■ **PROMPT**
Repeat all entries below exactly as shown.
[Opening RECORDS FOR THE TASK section]
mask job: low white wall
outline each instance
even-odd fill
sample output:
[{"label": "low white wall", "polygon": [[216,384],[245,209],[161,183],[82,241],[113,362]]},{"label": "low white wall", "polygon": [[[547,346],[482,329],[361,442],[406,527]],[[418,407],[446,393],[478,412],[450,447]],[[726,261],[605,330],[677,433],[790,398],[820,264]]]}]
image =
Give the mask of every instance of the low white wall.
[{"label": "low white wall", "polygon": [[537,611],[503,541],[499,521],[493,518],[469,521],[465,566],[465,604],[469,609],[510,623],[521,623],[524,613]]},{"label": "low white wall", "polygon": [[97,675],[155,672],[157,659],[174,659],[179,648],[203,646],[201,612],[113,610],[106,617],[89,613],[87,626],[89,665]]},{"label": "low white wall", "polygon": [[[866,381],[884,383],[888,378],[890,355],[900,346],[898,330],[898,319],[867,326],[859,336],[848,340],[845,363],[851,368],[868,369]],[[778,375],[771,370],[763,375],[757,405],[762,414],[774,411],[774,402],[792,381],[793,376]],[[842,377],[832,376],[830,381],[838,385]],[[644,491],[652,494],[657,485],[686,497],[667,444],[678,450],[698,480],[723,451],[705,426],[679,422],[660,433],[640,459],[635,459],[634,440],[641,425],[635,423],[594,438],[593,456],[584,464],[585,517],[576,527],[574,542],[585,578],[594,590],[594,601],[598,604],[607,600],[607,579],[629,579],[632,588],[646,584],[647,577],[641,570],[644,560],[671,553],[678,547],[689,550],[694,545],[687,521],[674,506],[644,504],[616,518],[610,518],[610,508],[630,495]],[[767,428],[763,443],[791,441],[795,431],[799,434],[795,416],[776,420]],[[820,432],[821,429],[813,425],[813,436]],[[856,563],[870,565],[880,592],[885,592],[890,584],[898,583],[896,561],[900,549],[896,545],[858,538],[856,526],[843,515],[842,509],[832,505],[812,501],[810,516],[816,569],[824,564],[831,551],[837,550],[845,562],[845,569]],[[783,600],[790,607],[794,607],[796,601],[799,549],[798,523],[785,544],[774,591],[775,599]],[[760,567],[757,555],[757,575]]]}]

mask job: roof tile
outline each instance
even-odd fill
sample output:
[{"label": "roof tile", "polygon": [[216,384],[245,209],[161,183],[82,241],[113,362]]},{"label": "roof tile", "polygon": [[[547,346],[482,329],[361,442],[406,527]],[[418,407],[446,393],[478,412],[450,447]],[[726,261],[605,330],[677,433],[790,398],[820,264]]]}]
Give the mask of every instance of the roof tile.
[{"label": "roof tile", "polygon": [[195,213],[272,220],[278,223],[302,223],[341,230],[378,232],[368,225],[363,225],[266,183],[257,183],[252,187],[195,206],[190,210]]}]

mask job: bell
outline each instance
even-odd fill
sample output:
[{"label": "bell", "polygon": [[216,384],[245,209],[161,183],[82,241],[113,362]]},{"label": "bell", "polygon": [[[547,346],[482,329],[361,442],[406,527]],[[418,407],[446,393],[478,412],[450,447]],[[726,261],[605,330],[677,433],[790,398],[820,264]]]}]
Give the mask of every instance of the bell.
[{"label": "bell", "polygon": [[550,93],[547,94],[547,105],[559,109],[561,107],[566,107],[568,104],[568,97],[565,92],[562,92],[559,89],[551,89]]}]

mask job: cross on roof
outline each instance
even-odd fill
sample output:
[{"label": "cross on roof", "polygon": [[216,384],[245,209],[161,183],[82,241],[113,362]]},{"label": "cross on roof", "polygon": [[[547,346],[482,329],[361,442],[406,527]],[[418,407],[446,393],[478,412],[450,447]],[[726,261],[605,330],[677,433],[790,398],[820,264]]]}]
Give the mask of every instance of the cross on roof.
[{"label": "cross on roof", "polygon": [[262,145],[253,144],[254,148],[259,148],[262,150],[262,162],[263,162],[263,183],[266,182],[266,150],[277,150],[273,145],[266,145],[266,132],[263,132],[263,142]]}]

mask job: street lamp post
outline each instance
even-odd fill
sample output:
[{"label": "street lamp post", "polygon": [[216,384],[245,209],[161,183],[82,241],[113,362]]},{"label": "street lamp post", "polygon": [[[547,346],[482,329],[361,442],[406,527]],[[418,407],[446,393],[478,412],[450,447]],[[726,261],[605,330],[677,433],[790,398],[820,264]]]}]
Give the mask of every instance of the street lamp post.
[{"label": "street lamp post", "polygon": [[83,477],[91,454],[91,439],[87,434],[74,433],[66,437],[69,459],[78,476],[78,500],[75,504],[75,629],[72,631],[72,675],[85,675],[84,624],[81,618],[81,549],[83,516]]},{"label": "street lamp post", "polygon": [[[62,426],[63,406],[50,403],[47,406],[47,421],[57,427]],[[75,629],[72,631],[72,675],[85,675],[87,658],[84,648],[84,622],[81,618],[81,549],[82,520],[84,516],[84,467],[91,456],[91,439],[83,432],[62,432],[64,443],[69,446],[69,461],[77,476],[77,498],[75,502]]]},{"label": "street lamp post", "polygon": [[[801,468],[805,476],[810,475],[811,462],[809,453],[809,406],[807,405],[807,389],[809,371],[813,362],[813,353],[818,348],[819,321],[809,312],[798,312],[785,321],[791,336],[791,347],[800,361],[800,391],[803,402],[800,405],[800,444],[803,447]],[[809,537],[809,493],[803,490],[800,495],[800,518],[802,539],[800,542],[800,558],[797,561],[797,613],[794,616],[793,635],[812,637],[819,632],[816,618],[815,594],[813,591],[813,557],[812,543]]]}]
[Closing RECORDS FOR THE TASK section]
■ **ANSWER FOR THE TASK**
mask job: low white wall
outline each instance
even-odd fill
sample output:
[{"label": "low white wall", "polygon": [[216,384],[245,209],[161,183],[82,241],[113,362]]},{"label": "low white wall", "polygon": [[[547,346],[482,329],[361,442],[406,527]],[[418,407],[446,393],[478,412],[450,447]],[[726,261],[605,330],[677,433],[790,398],[820,264]]]}]
image =
Give the mask of every instance of the low white wall.
[{"label": "low white wall", "polygon": [[537,611],[503,541],[499,521],[493,518],[469,521],[465,566],[465,604],[469,609],[510,623],[521,623],[524,613]]},{"label": "low white wall", "polygon": [[97,675],[155,672],[157,659],[174,659],[179,648],[203,646],[201,612],[113,610],[106,617],[89,613],[87,626],[89,665]]},{"label": "low white wall", "polygon": [[[866,381],[884,383],[888,378],[890,355],[900,346],[898,330],[898,319],[867,326],[859,336],[848,340],[845,363],[851,368],[868,369]],[[778,375],[771,370],[763,375],[757,405],[762,414],[774,411],[774,402],[792,381],[793,376]],[[842,377],[832,376],[830,381],[838,385]],[[644,491],[652,494],[657,485],[686,497],[667,444],[678,450],[698,480],[723,451],[705,426],[679,422],[660,433],[640,459],[635,459],[634,440],[641,425],[635,423],[594,438],[593,456],[584,464],[585,517],[576,527],[574,542],[585,578],[594,590],[594,601],[598,604],[607,600],[607,579],[629,579],[632,588],[646,584],[647,577],[641,570],[644,560],[671,553],[678,547],[689,550],[694,545],[687,521],[674,506],[644,504],[616,518],[610,518],[610,508],[630,495]],[[767,428],[763,443],[791,441],[795,431],[799,434],[795,416],[776,420]],[[820,432],[821,429],[813,425],[813,436]],[[856,563],[870,565],[880,592],[885,592],[890,584],[898,583],[896,561],[900,549],[896,545],[858,538],[856,526],[843,515],[842,509],[832,505],[812,501],[810,516],[816,569],[824,564],[831,551],[837,550],[845,562],[845,569]],[[783,600],[790,607],[794,607],[796,601],[799,549],[798,523],[785,544],[774,591],[775,599]],[[760,567],[757,555],[757,575]]]}]

mask job: roof tile
outline each instance
even-odd fill
sample output:
[{"label": "roof tile", "polygon": [[216,384],[245,209],[161,183],[82,241],[113,362]]},{"label": "roof tile", "polygon": [[[547,346],[482,329],[361,442],[406,527]],[[418,407],[446,393],[478,412],[450,447]],[[726,261],[605,330],[677,433],[790,398],[820,264]]]}]
Give the mask of every instance of the roof tile.
[{"label": "roof tile", "polygon": [[195,213],[272,220],[278,223],[302,223],[341,230],[378,232],[368,225],[363,225],[266,183],[257,183],[252,187],[195,206],[190,210]]}]

mask job: bell
outline each instance
even-odd fill
sample output:
[{"label": "bell", "polygon": [[216,384],[245,209],[161,183],[82,241],[113,362]]},{"label": "bell", "polygon": [[[547,346],[482,329],[361,442],[406,527]],[[418,407],[446,393],[478,412],[450,447]],[[726,261],[605,330],[677,433],[790,398],[820,264]]]}]
Give the mask of every instance of the bell.
[{"label": "bell", "polygon": [[550,93],[547,94],[547,105],[559,109],[561,107],[566,107],[568,104],[568,97],[565,92],[562,92],[559,89],[551,89]]}]

mask job: cross on roof
outline each instance
even-odd fill
sample output:
[{"label": "cross on roof", "polygon": [[216,384],[245,209],[161,183],[82,241],[113,362]]},{"label": "cross on roof", "polygon": [[[547,346],[482,329],[361,442],[406,527]],[[418,407],[446,393],[478,412],[450,447]],[[726,261],[605,330],[677,433],[790,398],[820,264]]]}]
Give the mask of every instance of the cross on roof.
[{"label": "cross on roof", "polygon": [[262,145],[253,144],[254,148],[259,148],[262,150],[262,162],[263,162],[263,183],[266,182],[266,150],[277,150],[273,145],[266,145],[266,132],[263,132],[263,142]]}]

mask job: street lamp post
outline each instance
even-odd fill
sample output:
[{"label": "street lamp post", "polygon": [[216,384],[245,209],[161,183],[82,241],[113,362]]},{"label": "street lamp post", "polygon": [[[547,346],[482,329],[361,442],[406,527]],[[418,407],[446,393],[478,412],[450,447]],[[726,261],[605,330],[677,433],[790,398],[820,264]]]}]
Give the mask of every instance of the street lamp post.
[{"label": "street lamp post", "polygon": [[83,477],[91,454],[91,439],[87,434],[74,433],[66,437],[69,459],[78,476],[78,500],[75,504],[75,629],[72,631],[72,675],[85,675],[84,624],[81,618],[81,549],[83,516]]},{"label": "street lamp post", "polygon": [[[62,426],[63,406],[50,403],[47,406],[47,421],[57,427]],[[75,629],[72,631],[72,675],[85,675],[87,658],[84,648],[84,622],[81,618],[81,549],[82,520],[84,516],[84,467],[91,456],[91,439],[83,432],[62,432],[64,443],[69,446],[69,461],[77,476],[77,498],[75,502]]]},{"label": "street lamp post", "polygon": [[[801,468],[805,476],[810,475],[811,462],[809,453],[809,406],[807,405],[807,389],[809,371],[813,362],[813,353],[818,348],[819,321],[809,312],[798,312],[785,321],[791,336],[791,347],[800,361],[800,391],[803,402],[800,405],[800,444],[803,447]],[[809,537],[809,493],[803,490],[800,495],[800,518],[802,539],[800,542],[800,558],[797,561],[797,613],[794,616],[793,635],[812,637],[819,632],[816,618],[815,594],[813,591],[813,557],[812,543]]]}]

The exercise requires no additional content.